Copy the records below without changes, taking only the stretch from the line containing "find column capital" through the end of the records, with both ends included.

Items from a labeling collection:
──────────────────────────────

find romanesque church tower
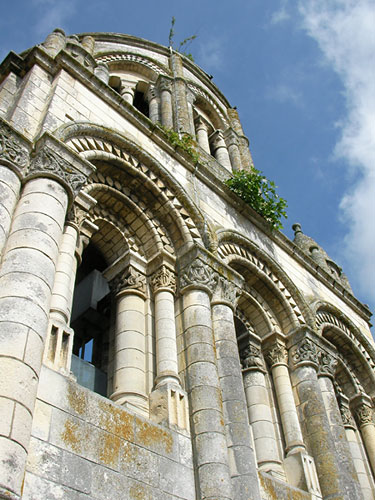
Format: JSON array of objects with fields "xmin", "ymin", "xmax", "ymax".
[{"xmin": 0, "ymin": 29, "xmax": 375, "ymax": 500}]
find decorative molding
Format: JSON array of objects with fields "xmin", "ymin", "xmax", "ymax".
[
  {"xmin": 151, "ymin": 265, "xmax": 176, "ymax": 294},
  {"xmin": 28, "ymin": 147, "xmax": 86, "ymax": 196},
  {"xmin": 180, "ymin": 259, "xmax": 218, "ymax": 293},
  {"xmin": 0, "ymin": 123, "xmax": 29, "ymax": 170},
  {"xmin": 292, "ymin": 339, "xmax": 319, "ymax": 367},
  {"xmin": 110, "ymin": 266, "xmax": 146, "ymax": 295},
  {"xmin": 266, "ymin": 339, "xmax": 288, "ymax": 368},
  {"xmin": 240, "ymin": 340, "xmax": 265, "ymax": 371},
  {"xmin": 318, "ymin": 349, "xmax": 338, "ymax": 377},
  {"xmin": 355, "ymin": 403, "xmax": 374, "ymax": 427}
]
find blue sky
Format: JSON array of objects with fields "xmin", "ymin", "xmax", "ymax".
[{"xmin": 0, "ymin": 0, "xmax": 375, "ymax": 318}]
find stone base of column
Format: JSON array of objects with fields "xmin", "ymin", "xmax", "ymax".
[
  {"xmin": 110, "ymin": 392, "xmax": 150, "ymax": 418},
  {"xmin": 284, "ymin": 451, "xmax": 322, "ymax": 500},
  {"xmin": 150, "ymin": 383, "xmax": 190, "ymax": 432}
]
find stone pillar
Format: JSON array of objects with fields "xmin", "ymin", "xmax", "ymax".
[
  {"xmin": 195, "ymin": 116, "xmax": 211, "ymax": 154},
  {"xmin": 180, "ymin": 258, "xmax": 233, "ymax": 500},
  {"xmin": 111, "ymin": 266, "xmax": 149, "ymax": 417},
  {"xmin": 150, "ymin": 264, "xmax": 189, "ymax": 429},
  {"xmin": 120, "ymin": 79, "xmax": 134, "ymax": 104},
  {"xmin": 241, "ymin": 338, "xmax": 285, "ymax": 480},
  {"xmin": 158, "ymin": 77, "xmax": 173, "ymax": 129},
  {"xmin": 0, "ymin": 136, "xmax": 89, "ymax": 499},
  {"xmin": 43, "ymin": 192, "xmax": 98, "ymax": 374},
  {"xmin": 338, "ymin": 393, "xmax": 375, "ymax": 500},
  {"xmin": 289, "ymin": 327, "xmax": 357, "ymax": 500},
  {"xmin": 211, "ymin": 130, "xmax": 232, "ymax": 171},
  {"xmin": 318, "ymin": 349, "xmax": 362, "ymax": 498},
  {"xmin": 147, "ymin": 85, "xmax": 160, "ymax": 123},
  {"xmin": 350, "ymin": 394, "xmax": 375, "ymax": 477},
  {"xmin": 0, "ymin": 119, "xmax": 31, "ymax": 255},
  {"xmin": 212, "ymin": 276, "xmax": 260, "ymax": 500},
  {"xmin": 225, "ymin": 129, "xmax": 242, "ymax": 171}
]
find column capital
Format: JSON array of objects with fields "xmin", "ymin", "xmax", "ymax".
[
  {"xmin": 263, "ymin": 332, "xmax": 288, "ymax": 368},
  {"xmin": 27, "ymin": 132, "xmax": 95, "ymax": 203},
  {"xmin": 0, "ymin": 118, "xmax": 31, "ymax": 176},
  {"xmin": 110, "ymin": 266, "xmax": 146, "ymax": 298},
  {"xmin": 240, "ymin": 337, "xmax": 266, "ymax": 373},
  {"xmin": 151, "ymin": 264, "xmax": 176, "ymax": 294}
]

──────────────────────────────

Output below:
find column capital
Format: JSON array of objects with fields "xmin", "ymin", "xmax", "ymax".
[
  {"xmin": 263, "ymin": 332, "xmax": 288, "ymax": 368},
  {"xmin": 27, "ymin": 132, "xmax": 95, "ymax": 203},
  {"xmin": 0, "ymin": 118, "xmax": 31, "ymax": 176},
  {"xmin": 110, "ymin": 266, "xmax": 146, "ymax": 298},
  {"xmin": 240, "ymin": 337, "xmax": 266, "ymax": 373},
  {"xmin": 151, "ymin": 264, "xmax": 176, "ymax": 294}
]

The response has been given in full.